◆ **Exercise details**
In the entries below, find the line with "Query: dark brown horse" and the line with "(1065, 607)"; give again those lines and every line between them, exactly.

Image-grounded pointing data:

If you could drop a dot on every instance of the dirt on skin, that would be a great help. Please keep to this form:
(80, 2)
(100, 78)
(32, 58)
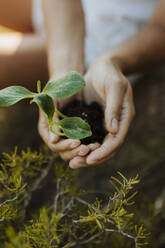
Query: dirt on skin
(92, 114)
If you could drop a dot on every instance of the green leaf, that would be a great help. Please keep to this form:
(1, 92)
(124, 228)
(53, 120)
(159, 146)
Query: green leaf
(45, 102)
(65, 87)
(13, 94)
(74, 128)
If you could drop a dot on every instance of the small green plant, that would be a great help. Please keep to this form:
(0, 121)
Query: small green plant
(72, 83)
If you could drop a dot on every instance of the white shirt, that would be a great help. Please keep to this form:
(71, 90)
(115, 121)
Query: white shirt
(108, 22)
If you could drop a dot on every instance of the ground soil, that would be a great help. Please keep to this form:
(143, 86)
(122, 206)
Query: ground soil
(93, 114)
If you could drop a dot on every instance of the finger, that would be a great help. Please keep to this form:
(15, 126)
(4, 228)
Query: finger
(112, 142)
(80, 162)
(43, 127)
(77, 162)
(82, 150)
(114, 101)
(53, 138)
(64, 144)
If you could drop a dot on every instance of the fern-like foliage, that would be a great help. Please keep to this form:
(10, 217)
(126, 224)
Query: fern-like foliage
(68, 219)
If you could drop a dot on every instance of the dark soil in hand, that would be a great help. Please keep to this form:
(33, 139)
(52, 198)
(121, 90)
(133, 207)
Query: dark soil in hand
(92, 114)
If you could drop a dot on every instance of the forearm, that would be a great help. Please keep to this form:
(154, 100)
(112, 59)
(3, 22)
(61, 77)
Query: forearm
(65, 28)
(141, 52)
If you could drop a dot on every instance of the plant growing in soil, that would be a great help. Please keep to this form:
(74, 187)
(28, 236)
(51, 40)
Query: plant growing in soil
(72, 83)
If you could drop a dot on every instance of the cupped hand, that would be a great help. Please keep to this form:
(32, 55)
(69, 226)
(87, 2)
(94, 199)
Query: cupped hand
(106, 84)
(67, 148)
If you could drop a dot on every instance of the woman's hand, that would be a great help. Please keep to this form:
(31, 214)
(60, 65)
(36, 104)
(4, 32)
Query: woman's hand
(106, 84)
(67, 148)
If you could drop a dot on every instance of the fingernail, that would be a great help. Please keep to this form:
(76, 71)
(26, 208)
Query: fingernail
(52, 137)
(74, 144)
(83, 152)
(115, 124)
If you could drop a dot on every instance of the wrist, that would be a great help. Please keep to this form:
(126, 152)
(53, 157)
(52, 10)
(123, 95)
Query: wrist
(115, 59)
(58, 73)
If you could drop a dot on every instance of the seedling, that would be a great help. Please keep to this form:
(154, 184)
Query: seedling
(72, 83)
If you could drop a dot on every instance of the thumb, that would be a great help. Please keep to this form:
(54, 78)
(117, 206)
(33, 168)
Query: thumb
(114, 104)
(53, 138)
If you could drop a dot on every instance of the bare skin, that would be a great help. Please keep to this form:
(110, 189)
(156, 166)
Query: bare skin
(106, 80)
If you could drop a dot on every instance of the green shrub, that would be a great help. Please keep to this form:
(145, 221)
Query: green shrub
(43, 205)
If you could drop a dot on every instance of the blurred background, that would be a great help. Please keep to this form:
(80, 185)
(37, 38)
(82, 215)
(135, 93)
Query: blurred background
(143, 151)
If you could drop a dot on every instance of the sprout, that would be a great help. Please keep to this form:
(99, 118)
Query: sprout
(72, 83)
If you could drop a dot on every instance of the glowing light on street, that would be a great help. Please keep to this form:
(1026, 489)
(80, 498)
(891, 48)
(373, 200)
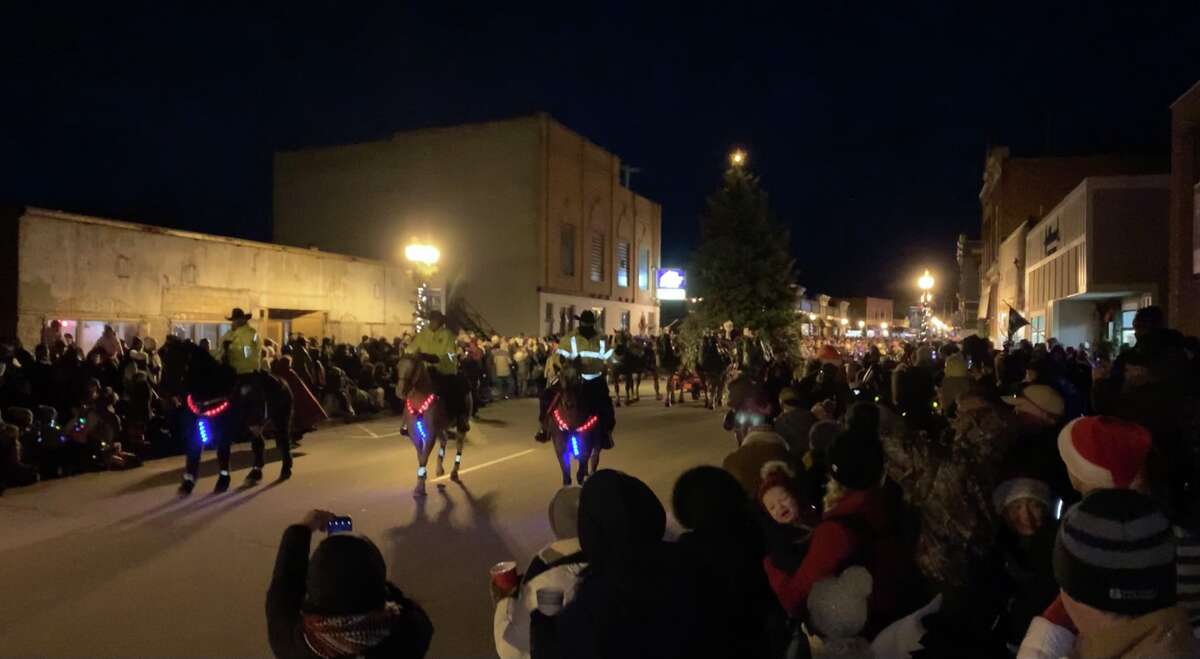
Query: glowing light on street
(425, 255)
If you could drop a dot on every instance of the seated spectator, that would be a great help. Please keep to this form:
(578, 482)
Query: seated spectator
(635, 599)
(1115, 563)
(724, 543)
(340, 601)
(557, 565)
(858, 528)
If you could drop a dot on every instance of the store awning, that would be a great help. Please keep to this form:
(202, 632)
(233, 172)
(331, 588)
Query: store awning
(983, 303)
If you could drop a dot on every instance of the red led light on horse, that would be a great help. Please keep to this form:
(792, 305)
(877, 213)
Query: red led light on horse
(587, 425)
(420, 409)
(210, 412)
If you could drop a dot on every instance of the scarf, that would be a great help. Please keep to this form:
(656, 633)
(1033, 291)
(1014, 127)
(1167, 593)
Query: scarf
(349, 635)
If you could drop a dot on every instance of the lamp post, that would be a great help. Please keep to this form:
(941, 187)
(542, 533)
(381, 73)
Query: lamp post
(424, 259)
(925, 282)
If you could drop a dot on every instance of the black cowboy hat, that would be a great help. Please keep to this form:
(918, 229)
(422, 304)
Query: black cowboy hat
(239, 315)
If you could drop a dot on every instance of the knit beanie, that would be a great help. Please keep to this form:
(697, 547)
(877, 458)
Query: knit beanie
(346, 575)
(564, 513)
(1020, 487)
(1115, 552)
(856, 460)
(1104, 451)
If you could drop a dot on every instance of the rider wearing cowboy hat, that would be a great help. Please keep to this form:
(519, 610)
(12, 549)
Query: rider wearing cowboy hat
(587, 345)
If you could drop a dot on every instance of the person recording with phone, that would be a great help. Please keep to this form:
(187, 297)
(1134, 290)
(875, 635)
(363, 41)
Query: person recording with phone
(339, 603)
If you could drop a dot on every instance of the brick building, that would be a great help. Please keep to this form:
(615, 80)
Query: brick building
(1018, 192)
(1183, 262)
(532, 220)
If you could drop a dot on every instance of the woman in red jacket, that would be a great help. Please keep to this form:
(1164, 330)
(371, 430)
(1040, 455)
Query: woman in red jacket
(858, 528)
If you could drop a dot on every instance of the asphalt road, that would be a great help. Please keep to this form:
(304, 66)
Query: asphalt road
(114, 564)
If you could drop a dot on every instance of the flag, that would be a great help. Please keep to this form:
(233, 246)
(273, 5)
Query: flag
(1015, 322)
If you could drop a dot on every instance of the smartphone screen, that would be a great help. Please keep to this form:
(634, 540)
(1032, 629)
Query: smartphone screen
(340, 525)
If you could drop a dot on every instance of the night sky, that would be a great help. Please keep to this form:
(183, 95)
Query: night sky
(868, 126)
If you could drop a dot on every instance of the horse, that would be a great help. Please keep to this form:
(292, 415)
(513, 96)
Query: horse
(569, 425)
(425, 417)
(214, 406)
(628, 366)
(712, 367)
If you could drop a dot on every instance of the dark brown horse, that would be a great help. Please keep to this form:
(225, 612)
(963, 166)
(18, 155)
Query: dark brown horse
(573, 427)
(425, 418)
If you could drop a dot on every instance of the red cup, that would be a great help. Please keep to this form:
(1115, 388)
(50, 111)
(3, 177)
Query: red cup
(504, 575)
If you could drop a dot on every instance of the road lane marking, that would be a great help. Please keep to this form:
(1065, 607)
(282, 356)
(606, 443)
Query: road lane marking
(497, 461)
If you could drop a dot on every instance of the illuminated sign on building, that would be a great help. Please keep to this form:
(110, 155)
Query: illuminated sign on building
(671, 283)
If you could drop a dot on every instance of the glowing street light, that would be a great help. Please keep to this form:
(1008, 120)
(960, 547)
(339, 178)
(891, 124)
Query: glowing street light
(423, 255)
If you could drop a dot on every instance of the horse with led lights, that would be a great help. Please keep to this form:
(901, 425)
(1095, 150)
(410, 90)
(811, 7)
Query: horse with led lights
(425, 418)
(573, 427)
(215, 407)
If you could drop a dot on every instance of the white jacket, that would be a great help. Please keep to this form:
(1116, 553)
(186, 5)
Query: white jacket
(511, 619)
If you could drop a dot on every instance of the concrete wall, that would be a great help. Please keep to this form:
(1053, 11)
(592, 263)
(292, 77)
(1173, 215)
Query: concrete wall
(89, 269)
(471, 190)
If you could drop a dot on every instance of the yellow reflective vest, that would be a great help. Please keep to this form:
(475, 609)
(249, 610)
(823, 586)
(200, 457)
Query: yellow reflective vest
(593, 353)
(439, 343)
(244, 352)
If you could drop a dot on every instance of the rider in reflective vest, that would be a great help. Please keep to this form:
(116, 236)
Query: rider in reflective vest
(587, 345)
(240, 347)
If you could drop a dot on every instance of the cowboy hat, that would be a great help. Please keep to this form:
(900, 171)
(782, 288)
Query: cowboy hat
(239, 315)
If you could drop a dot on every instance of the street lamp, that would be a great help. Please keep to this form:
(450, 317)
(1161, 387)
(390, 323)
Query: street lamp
(925, 282)
(425, 262)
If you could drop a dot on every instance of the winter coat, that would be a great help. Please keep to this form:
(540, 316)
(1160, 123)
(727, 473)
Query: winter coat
(411, 634)
(557, 565)
(1163, 634)
(760, 449)
(861, 529)
(949, 479)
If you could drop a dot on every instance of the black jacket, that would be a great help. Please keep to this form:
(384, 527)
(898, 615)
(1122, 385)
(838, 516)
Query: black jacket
(409, 637)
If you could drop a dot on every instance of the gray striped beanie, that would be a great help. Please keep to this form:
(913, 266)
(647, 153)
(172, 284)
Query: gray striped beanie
(1115, 552)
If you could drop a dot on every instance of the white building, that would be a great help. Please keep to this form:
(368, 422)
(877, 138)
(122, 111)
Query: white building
(149, 281)
(1096, 258)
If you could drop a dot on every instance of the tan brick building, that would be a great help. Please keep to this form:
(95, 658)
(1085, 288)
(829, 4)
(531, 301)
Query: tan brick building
(1019, 191)
(1183, 262)
(531, 219)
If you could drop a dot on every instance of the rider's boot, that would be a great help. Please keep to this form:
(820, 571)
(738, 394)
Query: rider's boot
(187, 485)
(222, 481)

◆ **Result for this exercise**
Query: dark brown horse
(573, 427)
(425, 418)
If you could drop a dot on every instance of the red cup, that would be a great help. Please keep to this form:
(1115, 388)
(50, 111)
(3, 177)
Query: red cup
(504, 575)
If you could drop a dot on every instance of the road lane marking, that would be a great help. Please keep to this form:
(1065, 607)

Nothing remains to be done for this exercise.